# [Extract provided]
* * * * *

Early that spring, Ed Dougherty telephoned me at the school in Conway and said, "The Church needs you." We both appreciated the drama. He invited me to meet with the five bishops who would be drafting the peace pastoral, The Challenge of Peace, a groundbreaking document that would be published in 1983. In the meantime, the Education Department of the Archdiocese of Hartford and the Arch-diocesan Justice and Peace Commission asked me to come to Hartford with the Draft Counselor Training Program. We made a date. Days later, Jim Noonan, a member of the commission and an old friend, telephoned me at home in New Hampshire. "It’s all off," he said. "Somebody got to Archbishop Whealon. He’s a conservative, you know. They told him you were biased against the military and that you wouldn’t give a balanced presentation, that you’re not on the up-and-up. The Archbishop says you can’t come, the program’s off." I told him to go back to the Archbishop and point out to him that the program was endorsed by the USCC. He did, and he called me again to say it was still no good. I could come, but they couldn’t give me space in any church building or recruit participants through the Church network, or give me an honorarium or even pay my expenses. I told Jim to go back a third time, to tell the Archbishop that the program had been well received in several dioceses and that he could call any bishop who had the program for an evaluation, etc. Jim agreed. The result two days later: "You can come, Tom, if you get the OK from the military ordinariate in New York. But there’s no time for that and you’re up there!" It seemed impossible. "Fear not, oh ye of little faith," I told him. I’m meeting with Bishop O’Connor next Friday at St. Thomas More Chapel at Yale in New Haven. Keep everything on track." It was the consultation on the peace pastoral.

At the consultation I asked Bryan Hehir why they hadn’t asked Gordon Zahn or Eileen Egan, just me and Molly Rush and a nun I didn’t know and whose name I can’t recall. He said they knew what Eileen would say and they knew what Gordon would say. They didn’t know what I would say, but they knew that I could enter into dialogue on substantive issues.
The nun led off with a lovely and lengthy sermon on Jesus, reminding the bishops that our Lord was very good. The bishops were patient but bored. Lesson: never preach to bishops unless asked to. Molly Rush spoke briefly and affectingly, a middle-class wife and mother in danger of imprisonment for what she meant as an act of conscience against nuclear madness, but she did not engage any substantive issue.

I started off summarizing what we all know and agree to be true. The use of weapons of mass destruction has been unequivocally condemned by the highest level of teaching authority, the Second Vatican Council and the Holy See (Gaudium et Spes, par. 80-83). We know that the US continues to maintain and to expand its inventory of weapons of mass destruction. The question is, is this evil in itself or is it not? "I don’t know how you bishops are going to answer that question on behalf of the Church in the US. I know how the Catholic Worker will answer that question and I know how the Catholic Peace Fellowship will answer that question. We hold that it is evil in itself. We say that and we will continue to say it. It’s true and we can afford to say it." But, I went on in words to this effect: if you say the same, the Catholic people by and large will not believe you, and you know it. You are the leaders, but if the people do not follow you, you are not really leaders any longer, you are just taking a walk, and you have to lead. That is your God-given mandate. So I don’t know how you are going to finesse this question. You have got to tell the truth. But you also have to be able to be heard. You are in a dilemma. I hope I can help.

* * * * *

# [Dataset extract]
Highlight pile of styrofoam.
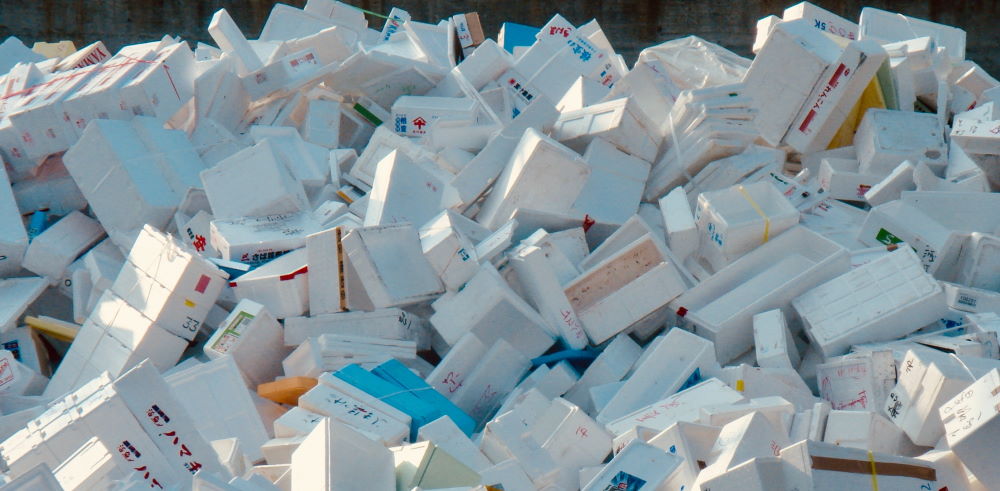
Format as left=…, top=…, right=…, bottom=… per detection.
left=0, top=0, right=1000, bottom=491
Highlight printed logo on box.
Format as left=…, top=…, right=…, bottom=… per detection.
left=413, top=116, right=427, bottom=134
left=813, top=19, right=855, bottom=41
left=0, top=342, right=19, bottom=361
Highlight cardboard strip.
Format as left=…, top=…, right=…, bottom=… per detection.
left=334, top=227, right=347, bottom=312
left=812, top=455, right=937, bottom=481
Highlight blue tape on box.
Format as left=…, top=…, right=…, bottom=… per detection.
left=501, top=22, right=541, bottom=53
left=372, top=360, right=476, bottom=436
left=333, top=364, right=442, bottom=441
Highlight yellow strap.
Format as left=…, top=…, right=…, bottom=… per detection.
left=739, top=185, right=771, bottom=244
left=868, top=450, right=878, bottom=491
left=337, top=191, right=354, bottom=204
left=24, top=315, right=80, bottom=343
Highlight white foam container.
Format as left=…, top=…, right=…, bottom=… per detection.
left=670, top=227, right=850, bottom=363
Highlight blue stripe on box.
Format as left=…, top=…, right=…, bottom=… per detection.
left=372, top=360, right=476, bottom=436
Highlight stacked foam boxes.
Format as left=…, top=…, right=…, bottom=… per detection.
left=0, top=0, right=1000, bottom=491
left=45, top=226, right=225, bottom=397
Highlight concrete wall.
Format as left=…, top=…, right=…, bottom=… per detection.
left=0, top=0, right=1000, bottom=76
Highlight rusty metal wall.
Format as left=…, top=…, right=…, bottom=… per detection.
left=0, top=0, right=1000, bottom=75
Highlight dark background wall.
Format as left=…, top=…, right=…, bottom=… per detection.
left=0, top=0, right=1000, bottom=76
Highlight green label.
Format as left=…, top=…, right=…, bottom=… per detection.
left=212, top=312, right=254, bottom=353
left=354, top=103, right=382, bottom=126
left=875, top=228, right=903, bottom=245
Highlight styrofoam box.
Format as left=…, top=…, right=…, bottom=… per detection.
left=531, top=397, right=611, bottom=469
left=343, top=223, right=444, bottom=308
left=0, top=277, right=49, bottom=332
left=695, top=182, right=799, bottom=269
left=466, top=128, right=590, bottom=230
left=452, top=339, right=531, bottom=427
left=0, top=163, right=28, bottom=277
left=112, top=361, right=226, bottom=475
left=166, top=356, right=268, bottom=461
left=956, top=232, right=1000, bottom=292
left=792, top=247, right=946, bottom=356
left=743, top=19, right=841, bottom=145
left=45, top=291, right=188, bottom=396
left=823, top=409, right=907, bottom=455
left=229, top=249, right=309, bottom=319
left=392, top=95, right=476, bottom=136
left=204, top=299, right=287, bottom=389
left=882, top=349, right=975, bottom=446
left=573, top=138, right=650, bottom=223
left=430, top=263, right=555, bottom=358
left=284, top=308, right=427, bottom=346
left=365, top=150, right=451, bottom=227
left=781, top=2, right=859, bottom=40
left=299, top=374, right=410, bottom=445
left=939, top=369, right=1000, bottom=489
left=816, top=350, right=896, bottom=411
left=291, top=418, right=396, bottom=491
left=553, top=97, right=660, bottom=162
left=420, top=211, right=485, bottom=291
left=859, top=7, right=965, bottom=62
left=564, top=235, right=687, bottom=344
left=695, top=411, right=790, bottom=483
left=111, top=225, right=227, bottom=340
left=21, top=211, right=104, bottom=285
left=63, top=119, right=180, bottom=237
left=281, top=334, right=417, bottom=377
left=0, top=376, right=186, bottom=486
left=753, top=309, right=800, bottom=369
left=854, top=109, right=948, bottom=175
left=670, top=226, right=850, bottom=363
left=201, top=139, right=309, bottom=220
left=819, top=158, right=883, bottom=201
left=857, top=200, right=966, bottom=281
left=563, top=334, right=642, bottom=414
left=582, top=441, right=681, bottom=491
left=510, top=246, right=588, bottom=349
left=597, top=328, right=718, bottom=424
left=659, top=186, right=701, bottom=261
left=274, top=406, right=326, bottom=438
left=210, top=212, right=320, bottom=266
left=784, top=40, right=888, bottom=153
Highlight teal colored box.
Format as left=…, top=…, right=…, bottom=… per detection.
left=372, top=360, right=476, bottom=436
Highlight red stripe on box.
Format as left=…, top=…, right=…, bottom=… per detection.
left=278, top=266, right=309, bottom=281
left=194, top=274, right=212, bottom=293
left=799, top=109, right=816, bottom=133
left=830, top=63, right=847, bottom=87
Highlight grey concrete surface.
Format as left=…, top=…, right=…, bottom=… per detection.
left=0, top=0, right=1000, bottom=75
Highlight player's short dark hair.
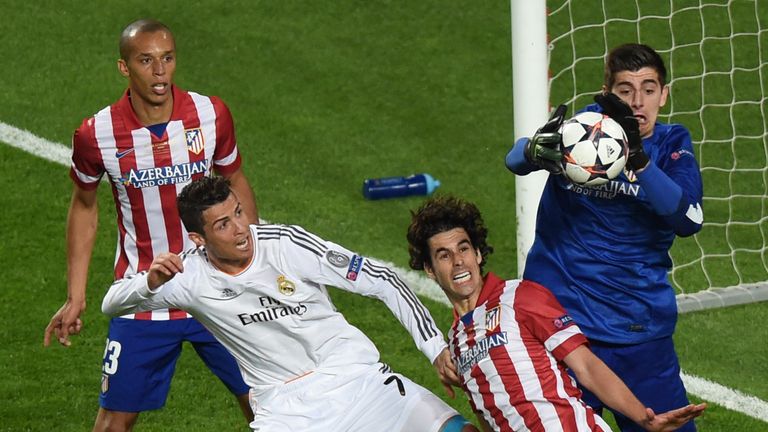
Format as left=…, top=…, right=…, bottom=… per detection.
left=407, top=195, right=493, bottom=270
left=176, top=176, right=232, bottom=235
left=120, top=19, right=173, bottom=61
left=603, top=43, right=667, bottom=90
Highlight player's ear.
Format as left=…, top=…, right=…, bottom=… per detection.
left=424, top=262, right=437, bottom=280
left=187, top=233, right=205, bottom=247
left=117, top=59, right=131, bottom=78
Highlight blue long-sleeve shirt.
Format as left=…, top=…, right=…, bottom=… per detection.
left=506, top=105, right=703, bottom=344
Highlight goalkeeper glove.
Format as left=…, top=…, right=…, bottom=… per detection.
left=595, top=93, right=650, bottom=172
left=523, top=105, right=568, bottom=175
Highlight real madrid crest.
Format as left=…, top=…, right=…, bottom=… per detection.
left=277, top=275, right=296, bottom=295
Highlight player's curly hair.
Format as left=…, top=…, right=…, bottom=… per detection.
left=406, top=195, right=493, bottom=270
left=176, top=176, right=232, bottom=235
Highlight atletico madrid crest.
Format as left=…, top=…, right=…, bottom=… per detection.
left=184, top=128, right=205, bottom=154
left=485, top=305, right=501, bottom=332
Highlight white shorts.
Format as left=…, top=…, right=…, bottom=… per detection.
left=251, top=363, right=459, bottom=432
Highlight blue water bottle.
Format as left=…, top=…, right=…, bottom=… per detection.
left=363, top=174, right=440, bottom=200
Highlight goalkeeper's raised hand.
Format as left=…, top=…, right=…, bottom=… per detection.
left=595, top=93, right=650, bottom=173
left=523, top=105, right=568, bottom=175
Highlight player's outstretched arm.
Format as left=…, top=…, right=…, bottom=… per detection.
left=432, top=348, right=461, bottom=399
left=147, top=252, right=184, bottom=290
left=43, top=185, right=99, bottom=346
left=504, top=105, right=568, bottom=175
left=563, top=345, right=706, bottom=431
left=639, top=403, right=707, bottom=431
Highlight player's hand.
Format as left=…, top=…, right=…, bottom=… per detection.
left=43, top=299, right=85, bottom=347
left=147, top=252, right=184, bottom=290
left=524, top=105, right=568, bottom=175
left=434, top=348, right=461, bottom=399
left=595, top=93, right=650, bottom=172
left=640, top=403, right=707, bottom=432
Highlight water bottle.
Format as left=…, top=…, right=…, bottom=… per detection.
left=363, top=174, right=440, bottom=200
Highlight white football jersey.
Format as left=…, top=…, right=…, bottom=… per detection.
left=102, top=225, right=446, bottom=397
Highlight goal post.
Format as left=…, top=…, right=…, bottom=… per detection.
left=510, top=0, right=549, bottom=277
left=510, top=0, right=768, bottom=312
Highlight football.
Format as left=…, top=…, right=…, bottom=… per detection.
left=560, top=111, right=629, bottom=186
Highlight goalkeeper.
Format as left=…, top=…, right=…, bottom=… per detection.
left=506, top=44, right=703, bottom=431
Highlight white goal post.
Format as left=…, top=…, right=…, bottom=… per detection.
left=510, top=0, right=768, bottom=312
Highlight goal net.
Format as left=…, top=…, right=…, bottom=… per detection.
left=512, top=0, right=768, bottom=312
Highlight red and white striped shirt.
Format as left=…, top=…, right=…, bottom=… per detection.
left=449, top=273, right=610, bottom=432
left=70, top=86, right=241, bottom=320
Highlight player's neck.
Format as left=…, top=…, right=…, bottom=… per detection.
left=208, top=246, right=256, bottom=276
left=130, top=91, right=173, bottom=126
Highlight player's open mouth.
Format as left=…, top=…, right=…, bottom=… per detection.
left=453, top=272, right=472, bottom=283
left=235, top=237, right=248, bottom=250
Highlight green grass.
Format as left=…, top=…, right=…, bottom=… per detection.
left=0, top=0, right=768, bottom=432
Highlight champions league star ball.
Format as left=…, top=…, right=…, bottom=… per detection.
left=560, top=111, right=629, bottom=186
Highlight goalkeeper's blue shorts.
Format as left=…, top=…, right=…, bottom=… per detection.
left=579, top=337, right=696, bottom=432
left=99, top=318, right=249, bottom=412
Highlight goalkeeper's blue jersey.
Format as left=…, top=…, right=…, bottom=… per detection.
left=524, top=106, right=703, bottom=344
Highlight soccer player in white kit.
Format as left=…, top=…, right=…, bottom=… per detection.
left=102, top=177, right=477, bottom=432
left=408, top=197, right=706, bottom=432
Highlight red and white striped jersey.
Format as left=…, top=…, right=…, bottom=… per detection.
left=449, top=273, right=610, bottom=432
left=70, top=86, right=241, bottom=320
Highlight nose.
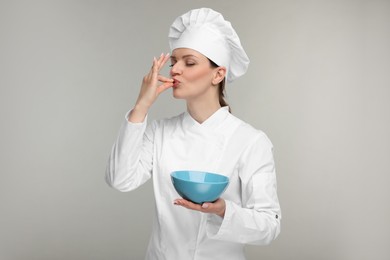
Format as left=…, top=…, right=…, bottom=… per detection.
left=170, top=62, right=183, bottom=76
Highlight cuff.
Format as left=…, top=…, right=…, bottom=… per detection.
left=125, top=109, right=148, bottom=125
left=206, top=200, right=234, bottom=239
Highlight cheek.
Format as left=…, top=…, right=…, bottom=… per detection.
left=186, top=68, right=211, bottom=81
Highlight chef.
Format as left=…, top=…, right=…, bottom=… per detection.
left=106, top=8, right=281, bottom=260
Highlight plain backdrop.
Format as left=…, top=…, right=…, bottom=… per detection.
left=0, top=0, right=390, bottom=260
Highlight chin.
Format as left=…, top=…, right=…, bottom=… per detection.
left=172, top=89, right=185, bottom=99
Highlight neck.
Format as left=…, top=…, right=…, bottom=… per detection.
left=187, top=100, right=221, bottom=124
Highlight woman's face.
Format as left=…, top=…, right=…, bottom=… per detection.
left=170, top=48, right=217, bottom=101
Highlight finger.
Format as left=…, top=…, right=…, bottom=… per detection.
left=157, top=82, right=173, bottom=94
left=157, top=75, right=173, bottom=82
left=158, top=53, right=170, bottom=70
left=174, top=199, right=202, bottom=211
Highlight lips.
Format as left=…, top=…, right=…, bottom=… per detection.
left=173, top=78, right=180, bottom=87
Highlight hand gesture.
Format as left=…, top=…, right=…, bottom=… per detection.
left=173, top=198, right=226, bottom=218
left=129, top=53, right=173, bottom=122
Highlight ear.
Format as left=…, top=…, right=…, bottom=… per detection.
left=212, top=67, right=226, bottom=86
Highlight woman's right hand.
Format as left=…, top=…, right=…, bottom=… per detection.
left=128, top=54, right=173, bottom=123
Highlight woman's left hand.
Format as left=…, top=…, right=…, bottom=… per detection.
left=173, top=198, right=226, bottom=218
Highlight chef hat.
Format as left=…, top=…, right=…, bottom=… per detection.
left=168, top=8, right=249, bottom=82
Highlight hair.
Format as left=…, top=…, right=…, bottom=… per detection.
left=208, top=59, right=232, bottom=113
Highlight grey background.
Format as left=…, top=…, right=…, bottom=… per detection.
left=0, top=0, right=390, bottom=260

* * * * *

# [Work task 1]
Decide whether each statement agrees with the account of the peace pastoral consultation. Answer yes or no, and quote the deciding words of the text.
(a) The peace pastoral was to be published in 1983.
(b) Molly Rush took up substantive issues at the consultation.
(c) The narrator was to meet Bishop O'Connor at St. Thomas More Chapel at Yale in New Haven.
# [Work task 2]
In the account of the peace pastoral consultation, list each thing the hosts were not allowed to do for the narrator under the Archbishop's second answer.

# [Your response 1]
(a) Yes: "a groundbreaking document that would be published in 1983"
(b) No: "but she did not engage any substantive issue"
(c) Yes: "I’m meeting with Bishop O’Connor next Friday at St. Thomas More Chapel at Yale in New Haven."

# [Your response 2]
1. Give him space in any church building
2. Recruit participants through the Church network
3. Give him an honorarium
4. Pay his expenses